_What to work on_
In the passage on the Senate's upcoming elections, what keeps McConnell from seeking re-election? Answer in one sentence.

_Selected passage_
** Start **
Thirteen Senate Democrats face re-election. Most represent safely blue states, but some who do not include Booker (N.J.), Ossoff (Ga.), Shaheen (N.H.), Warner (Va.), and Peters (Mich.). Terms of alleged Republicans Collins and McConnell are expiring, and McConnell’s health prohibits re-election. Trump won Georgia and Michigan in 2024; New Hampshire and Virginia have Republican governors.
The Deep State won’t fold quietly. We saw that in the Senate, Inc.’s resistance to Trump’s nominees (selected through a thorough, deliberative process). The few Republicans who considered resisting (Ernst, who wavered on Hegseth’s nomination; Murkowski; McConnell; and Collins) were chastised by threats of well funded future primary opponents — the Liz Cheney treatment. Ernst is now Musk’s best friend in the Senate, heading the chamber’s DOGE caucus.
** End **
_Given material_
** Start **
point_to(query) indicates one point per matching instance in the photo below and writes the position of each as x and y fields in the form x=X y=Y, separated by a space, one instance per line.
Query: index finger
** End **
_Result of this task_
His health prohibits re-election.